**EXERCISE DESCRIPTION**
In your copy, the records appear word for word and the pictures do not appear at all.
-------- EXTRACTED MATERIAL
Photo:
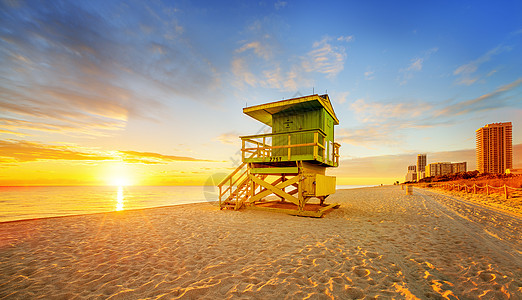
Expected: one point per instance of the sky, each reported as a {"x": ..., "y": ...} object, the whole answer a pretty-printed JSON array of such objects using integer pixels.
[{"x": 152, "y": 92}]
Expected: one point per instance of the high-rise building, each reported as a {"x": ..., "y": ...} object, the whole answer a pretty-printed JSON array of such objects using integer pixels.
[
  {"x": 494, "y": 148},
  {"x": 444, "y": 168},
  {"x": 421, "y": 166},
  {"x": 412, "y": 174}
]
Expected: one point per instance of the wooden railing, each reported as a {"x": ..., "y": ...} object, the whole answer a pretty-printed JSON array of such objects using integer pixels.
[
  {"x": 475, "y": 188},
  {"x": 274, "y": 146}
]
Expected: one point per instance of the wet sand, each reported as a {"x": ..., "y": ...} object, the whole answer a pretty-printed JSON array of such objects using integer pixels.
[{"x": 380, "y": 243}]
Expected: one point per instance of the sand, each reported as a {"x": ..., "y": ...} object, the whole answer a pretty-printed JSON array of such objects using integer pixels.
[{"x": 380, "y": 243}]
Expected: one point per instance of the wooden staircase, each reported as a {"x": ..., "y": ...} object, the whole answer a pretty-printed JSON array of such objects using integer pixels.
[{"x": 235, "y": 189}]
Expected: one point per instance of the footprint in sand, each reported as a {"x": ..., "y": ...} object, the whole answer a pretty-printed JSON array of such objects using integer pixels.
[{"x": 361, "y": 272}]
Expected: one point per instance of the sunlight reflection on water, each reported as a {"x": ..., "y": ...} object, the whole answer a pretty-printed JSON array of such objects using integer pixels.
[{"x": 119, "y": 199}]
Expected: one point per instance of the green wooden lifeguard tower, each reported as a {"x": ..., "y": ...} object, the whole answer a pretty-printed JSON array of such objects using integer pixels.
[{"x": 290, "y": 162}]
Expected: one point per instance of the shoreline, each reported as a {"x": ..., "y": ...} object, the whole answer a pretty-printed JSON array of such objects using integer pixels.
[
  {"x": 112, "y": 211},
  {"x": 379, "y": 243}
]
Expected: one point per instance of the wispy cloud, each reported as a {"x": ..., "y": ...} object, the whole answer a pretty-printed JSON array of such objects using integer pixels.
[
  {"x": 260, "y": 63},
  {"x": 369, "y": 75},
  {"x": 466, "y": 73},
  {"x": 415, "y": 66},
  {"x": 501, "y": 97},
  {"x": 347, "y": 38},
  {"x": 280, "y": 4},
  {"x": 381, "y": 112},
  {"x": 70, "y": 67},
  {"x": 325, "y": 58},
  {"x": 18, "y": 151},
  {"x": 230, "y": 138},
  {"x": 384, "y": 123}
]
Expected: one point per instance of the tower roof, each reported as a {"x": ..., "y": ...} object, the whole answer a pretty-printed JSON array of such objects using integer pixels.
[{"x": 263, "y": 112}]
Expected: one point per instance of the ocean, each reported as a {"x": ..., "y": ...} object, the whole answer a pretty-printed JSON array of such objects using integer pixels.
[{"x": 20, "y": 203}]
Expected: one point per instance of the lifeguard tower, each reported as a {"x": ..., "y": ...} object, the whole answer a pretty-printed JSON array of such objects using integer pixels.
[{"x": 290, "y": 162}]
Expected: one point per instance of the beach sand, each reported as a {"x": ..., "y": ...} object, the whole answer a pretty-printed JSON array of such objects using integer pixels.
[{"x": 380, "y": 243}]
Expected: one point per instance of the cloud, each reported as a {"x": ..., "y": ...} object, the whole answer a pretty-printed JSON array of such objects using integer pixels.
[
  {"x": 368, "y": 75},
  {"x": 24, "y": 151},
  {"x": 258, "y": 48},
  {"x": 70, "y": 67},
  {"x": 347, "y": 38},
  {"x": 242, "y": 73},
  {"x": 151, "y": 157},
  {"x": 499, "y": 98},
  {"x": 369, "y": 136},
  {"x": 325, "y": 58},
  {"x": 381, "y": 112},
  {"x": 415, "y": 66},
  {"x": 466, "y": 72},
  {"x": 396, "y": 165},
  {"x": 230, "y": 138},
  {"x": 16, "y": 151},
  {"x": 280, "y": 4}
]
----------------
**EXERCISE ANSWER**
Photo:
Expected: one point per instance of the sky, each reported as a {"x": ..., "y": ...} object, the whole answer a pretty-printed JSON array of such objects using integer pixels.
[{"x": 152, "y": 92}]
Expected: one point per instance of the high-rise building, each reported as a {"x": ..., "y": ...} object, the whole answer a pretty-printed JSON array of such objects using integer pixels.
[
  {"x": 494, "y": 148},
  {"x": 444, "y": 168},
  {"x": 421, "y": 166},
  {"x": 412, "y": 174}
]
Expected: one point per instance of the wooden railing, each reported as a {"x": ..., "y": ...} object, the whole answer a pretty-printed JSON array of such objects using integer pixels.
[
  {"x": 475, "y": 188},
  {"x": 274, "y": 146}
]
Expected: one point per instance of the wet sand, each reported as a {"x": ..., "y": ...} object, the whole answer a pretty-printed JSON array of such objects using integer pixels.
[{"x": 380, "y": 243}]
Expected: one point per instance of the sand, each reported as a {"x": ..., "y": ...} object, the whole answer a pretty-printed JSON array of such objects using integer pixels.
[{"x": 380, "y": 243}]
Expected: one point per instance of the wooden staircase, each reported as a {"x": ..., "y": ...} object, the whole answer a pretty-printed JSON array of such objects using integer pixels.
[{"x": 235, "y": 189}]
Expected: one point per instance of the footprint in sand, each reported as a {"x": ..., "y": ...} object, the whole answer a pretty-printed JSON array of such objects using integer pixels.
[{"x": 361, "y": 272}]
Expected: one point per instance of the sunlight reflection on water, each reported as a {"x": ..., "y": ...} object, the whole answer a pretty-printed JSON array of such objects using integer pixels.
[{"x": 119, "y": 199}]
Expected: one point per instance of the green wooden lifeguard tower, each reported as a {"x": ..., "y": ...} object, the whole answer a pretty-printed JSON array of such objects using integer pixels.
[{"x": 290, "y": 162}]
Expected: one point per instance of the shoreline, each reported as a {"x": ..., "y": ...} object, the whole answer a pretty-printed JSON array of such objects using integer pixels.
[
  {"x": 112, "y": 211},
  {"x": 379, "y": 243}
]
Expected: one point per instance of the wispy cloud, each reported as a {"x": ..., "y": ...} object, the whole answer a pretty-printed JSON array of such objects using integer pixels.
[
  {"x": 260, "y": 63},
  {"x": 369, "y": 75},
  {"x": 466, "y": 73},
  {"x": 415, "y": 66},
  {"x": 501, "y": 97},
  {"x": 347, "y": 38},
  {"x": 280, "y": 4},
  {"x": 381, "y": 112},
  {"x": 70, "y": 67},
  {"x": 325, "y": 58},
  {"x": 18, "y": 151},
  {"x": 230, "y": 138},
  {"x": 384, "y": 123}
]
Expected: one point per instance of the tower roof, each reported as a {"x": ..., "y": ...} object, the whole answer a pretty-printed JSON array of such objects using integer pixels.
[{"x": 263, "y": 112}]
Expected: one point per instance of the ocean, each reported as a {"x": ..., "y": ...} object, the whole answer a pretty-printed JSON array of such objects using integer pixels.
[{"x": 20, "y": 203}]
Expected: one point per instance of the lifeguard tower, each reported as a {"x": ..., "y": ...} object, the whole answer a pretty-printed JSON array of such objects using integer pixels.
[{"x": 290, "y": 162}]
Expected: one point per instance of the beach sand, each reported as a {"x": ..., "y": ...} object, the whole answer a pretty-printed JSON array of such objects using integer pixels.
[{"x": 380, "y": 243}]
Expected: one point per instance of the cloud, each reported as a {"x": ..., "y": ...} object, the whole answer a pretty-printed JSON array of such objects using integer pixels.
[
  {"x": 368, "y": 75},
  {"x": 24, "y": 151},
  {"x": 258, "y": 48},
  {"x": 70, "y": 67},
  {"x": 347, "y": 38},
  {"x": 242, "y": 73},
  {"x": 151, "y": 157},
  {"x": 499, "y": 98},
  {"x": 369, "y": 136},
  {"x": 325, "y": 58},
  {"x": 381, "y": 112},
  {"x": 415, "y": 66},
  {"x": 466, "y": 72},
  {"x": 396, "y": 165},
  {"x": 230, "y": 138},
  {"x": 16, "y": 151},
  {"x": 280, "y": 4}
]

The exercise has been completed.